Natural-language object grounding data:
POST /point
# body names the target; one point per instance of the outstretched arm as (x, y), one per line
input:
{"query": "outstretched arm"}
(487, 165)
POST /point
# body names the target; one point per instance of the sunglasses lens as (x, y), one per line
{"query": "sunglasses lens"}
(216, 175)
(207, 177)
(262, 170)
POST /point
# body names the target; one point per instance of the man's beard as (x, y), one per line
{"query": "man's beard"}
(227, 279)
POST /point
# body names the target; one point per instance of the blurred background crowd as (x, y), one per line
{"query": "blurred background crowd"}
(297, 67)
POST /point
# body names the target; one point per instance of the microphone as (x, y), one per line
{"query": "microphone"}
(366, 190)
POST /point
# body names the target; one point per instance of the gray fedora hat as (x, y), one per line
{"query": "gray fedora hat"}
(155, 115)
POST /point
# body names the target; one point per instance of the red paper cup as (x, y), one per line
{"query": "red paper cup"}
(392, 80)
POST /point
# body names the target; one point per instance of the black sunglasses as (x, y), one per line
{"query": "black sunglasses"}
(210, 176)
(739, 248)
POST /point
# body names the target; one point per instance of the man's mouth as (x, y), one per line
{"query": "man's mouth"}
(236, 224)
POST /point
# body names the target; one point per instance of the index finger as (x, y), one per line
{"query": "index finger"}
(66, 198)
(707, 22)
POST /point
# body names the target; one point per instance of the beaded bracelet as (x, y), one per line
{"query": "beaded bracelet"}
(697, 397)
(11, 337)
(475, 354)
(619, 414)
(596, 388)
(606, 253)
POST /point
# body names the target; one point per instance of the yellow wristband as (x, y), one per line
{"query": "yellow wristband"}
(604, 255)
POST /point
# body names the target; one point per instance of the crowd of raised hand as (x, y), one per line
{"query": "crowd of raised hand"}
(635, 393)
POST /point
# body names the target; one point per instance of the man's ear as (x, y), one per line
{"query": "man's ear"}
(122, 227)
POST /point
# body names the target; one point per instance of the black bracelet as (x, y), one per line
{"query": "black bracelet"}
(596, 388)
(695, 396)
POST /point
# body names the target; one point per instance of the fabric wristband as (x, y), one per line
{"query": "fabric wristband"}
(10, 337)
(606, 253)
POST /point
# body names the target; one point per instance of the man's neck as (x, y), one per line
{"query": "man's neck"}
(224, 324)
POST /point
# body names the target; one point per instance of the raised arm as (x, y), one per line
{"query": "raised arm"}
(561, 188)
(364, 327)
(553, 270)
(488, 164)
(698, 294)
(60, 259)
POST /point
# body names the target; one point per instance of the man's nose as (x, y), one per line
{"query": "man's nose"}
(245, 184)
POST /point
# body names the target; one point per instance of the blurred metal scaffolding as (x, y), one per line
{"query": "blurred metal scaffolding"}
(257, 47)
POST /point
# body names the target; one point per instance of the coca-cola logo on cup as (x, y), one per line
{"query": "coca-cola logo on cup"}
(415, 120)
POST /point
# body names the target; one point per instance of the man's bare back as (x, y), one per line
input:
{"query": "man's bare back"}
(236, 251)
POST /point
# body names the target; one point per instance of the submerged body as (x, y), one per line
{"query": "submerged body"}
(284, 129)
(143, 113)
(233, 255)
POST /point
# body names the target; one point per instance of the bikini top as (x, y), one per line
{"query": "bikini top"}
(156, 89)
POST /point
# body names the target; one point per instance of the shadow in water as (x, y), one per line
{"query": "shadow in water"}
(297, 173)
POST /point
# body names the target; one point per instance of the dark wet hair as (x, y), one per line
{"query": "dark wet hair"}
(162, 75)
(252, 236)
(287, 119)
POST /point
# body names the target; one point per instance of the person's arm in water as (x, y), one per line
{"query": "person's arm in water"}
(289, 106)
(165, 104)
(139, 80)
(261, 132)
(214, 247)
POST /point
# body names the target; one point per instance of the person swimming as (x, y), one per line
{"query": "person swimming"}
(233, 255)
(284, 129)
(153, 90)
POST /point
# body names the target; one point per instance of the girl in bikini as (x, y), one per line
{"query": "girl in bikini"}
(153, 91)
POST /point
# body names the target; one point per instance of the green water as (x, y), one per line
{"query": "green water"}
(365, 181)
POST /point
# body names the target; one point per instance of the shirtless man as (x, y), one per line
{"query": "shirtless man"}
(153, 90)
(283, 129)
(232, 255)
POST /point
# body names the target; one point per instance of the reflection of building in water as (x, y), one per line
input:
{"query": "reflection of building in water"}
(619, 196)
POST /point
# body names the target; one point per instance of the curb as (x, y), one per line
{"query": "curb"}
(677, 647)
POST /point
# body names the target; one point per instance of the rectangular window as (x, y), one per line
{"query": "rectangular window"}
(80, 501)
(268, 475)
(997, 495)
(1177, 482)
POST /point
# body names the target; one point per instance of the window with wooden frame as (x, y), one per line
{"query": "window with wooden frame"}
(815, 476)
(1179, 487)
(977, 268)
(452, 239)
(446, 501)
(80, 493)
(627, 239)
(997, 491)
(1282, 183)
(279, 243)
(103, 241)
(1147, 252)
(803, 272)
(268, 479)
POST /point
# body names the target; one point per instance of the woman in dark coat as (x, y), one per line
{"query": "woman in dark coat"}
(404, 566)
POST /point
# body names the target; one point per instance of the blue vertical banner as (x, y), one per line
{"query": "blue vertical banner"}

ACTIVITY:
In the answer, every line above should be retyped exactly.

WRITTEN REPLY:
POST /point
# body names the target; one point per instance of the outstretched arm as (x, y), one per line
input:
{"query": "outstretched arm"}
(487, 165)
POST /point
# body names the target; one point per instance of the sunglasses lens as (x, y), one per line
{"query": "sunglasses lens"}
(216, 175)
(207, 177)
(262, 170)
POST /point
# body names the target; one point per instance of the man's beard as (x, y), one per line
{"query": "man's beard"}
(227, 279)
POST /point
# body names the target; one point per instance of the blurred background crowd as (x, y), one per line
{"query": "blurred background crowd"}
(297, 67)
POST /point
# body names the target; one point per instance of the microphone as (x, y), one per line
{"query": "microphone"}
(366, 190)
POST /point
# body names the target; one point per instance of the gray fedora hat as (x, y), one per line
{"query": "gray fedora hat"}
(155, 115)
POST /point
# body names the target; one point per instance of the red paper cup as (x, y), one per line
{"query": "red paper cup"}
(392, 80)
POST /point
# body names the target; one point per instance of the black sunglasses as (x, y), one per line
{"query": "black sunglasses"}
(210, 176)
(739, 248)
POST /point
# body names the target; one point per instance of the man's mouth as (x, y), one per line
{"query": "man's mouth"}
(236, 224)
POST /point
# body names the target; one point per instance of the index finger as (x, y), one per line
{"query": "index finger"}
(66, 198)
(707, 22)
POST /point
# body names the target; one point per instance of the beaded bracelet as (x, y), one per line
{"query": "beaded bracelet"}
(697, 397)
(11, 337)
(475, 354)
(619, 414)
(596, 388)
(606, 253)
POST /point
# body names the target; one point per instance of the yellow wristband as (x, y), one per line
{"query": "yellow wristband"}
(604, 255)
POST /point
# body names the target; one point per instance of the crowd of raised hand as (x, y), one per line
{"query": "crowd of raised hand"}
(635, 393)
POST /point
# body names the target; one point per instance of the man's ear as (x, y), one per line
{"query": "man's ear"}
(122, 227)
POST /point
# body names the target; one point per instance of the black bracelet as (x, y), one per line
{"query": "black bracelet"}
(596, 388)
(695, 396)
POST /point
# body names the target; one point per instance of the fabric wristband as (x, y), one per line
{"query": "fabric wristband"}
(10, 337)
(606, 253)
POST /point
# body names the target; one point per instance of the man's neck as (x, y), one per line
{"query": "man's neck"}
(224, 324)
POST /point
# body names the target; one point per instance of the raised arm as (x, y), one per line
{"query": "raised arm"}
(561, 188)
(364, 327)
(553, 270)
(488, 164)
(698, 294)
(60, 259)
POST /point
# body names the target; one point per instance of the man's nose as (x, y), one per line
{"query": "man's nose"}
(245, 184)
POST /point
# body names the target; one point per instance of the blurred metal scaffolding as (x, y), one per line
{"query": "blurred metal scaffolding"}
(257, 47)
POST /point
# body names the target; one point per instance of the coca-cola logo on cup as (x, y), one per line
{"query": "coca-cola logo on cup"}
(415, 120)
POST /point
# body names the target; one point per instance of the man's bare back as (x, y), one per line
input:
{"query": "man's bare back"}
(236, 251)
POST /point
# body names the target; one point per instance of the submerged body as (x, y), one per line
{"query": "submerged body"}
(284, 129)
(143, 113)
(233, 255)
POST /point
# body names the target; one point per instance of the bikini top as (x, y), one per line
{"query": "bikini top"}
(156, 89)
POST /point
# body names the target; one point per instance of the shadow in water as (x, y), one per line
{"query": "shadow in water"}
(297, 173)
POST /point
# body names the target; one point per instance of the dark wet hair as (x, y), one per line
{"query": "dark wet hair"}
(162, 75)
(252, 236)
(287, 119)
POST /point
# body names the target; one point per instance of the person's arm in water as (x, y), one per line
{"query": "person's arm in water"}
(289, 106)
(165, 104)
(139, 80)
(261, 132)
(214, 247)
POST /point
# body names the target; one point per instance of the person swimming as (x, y), one per line
{"query": "person swimming"}
(233, 255)
(284, 129)
(153, 90)
POST /point
# body names the target; one point per instance of the girl in bikini as (x, y), one per line
{"query": "girl in bikini"}
(153, 91)
POST /point
# body names the target; one point per instance of the green water as (x, y), one per line
{"query": "green water"}
(365, 181)
POST /point
# body names the target; one point per instance of the shirtless man as (x, y), one per line
{"query": "shirtless man"}
(153, 90)
(283, 129)
(232, 255)
POST /point
# body names the target; one point per instance of the reflection of building in water as (x, y), one per line
input:
{"query": "reflection of building in water"}
(619, 196)
POST /point
# body names the target; one point per instance of the curb as (x, y), one per line
{"query": "curb"}
(677, 647)
POST /point
# body names the target; one point per instance of the rectangular window as (x, y), one per line
{"query": "rectangular window"}
(80, 501)
(268, 475)
(997, 495)
(1177, 482)
POST /point
# body names the target; one point per instance of the window with wooden frame as (x, y), one per line
{"query": "window with wooden frame"}
(815, 476)
(1179, 487)
(977, 268)
(452, 239)
(446, 501)
(80, 493)
(627, 239)
(997, 491)
(1282, 183)
(279, 243)
(103, 241)
(1147, 252)
(803, 272)
(268, 479)
POST /point
# body names the target; one point per instance of the woman in dark coat as (x, y), one per line
{"query": "woman in dark coat"}
(404, 566)
POST /point
# body names the target; one point per instance of the blue vertical banner as (x, y), one per line
{"query": "blue vertical banner"}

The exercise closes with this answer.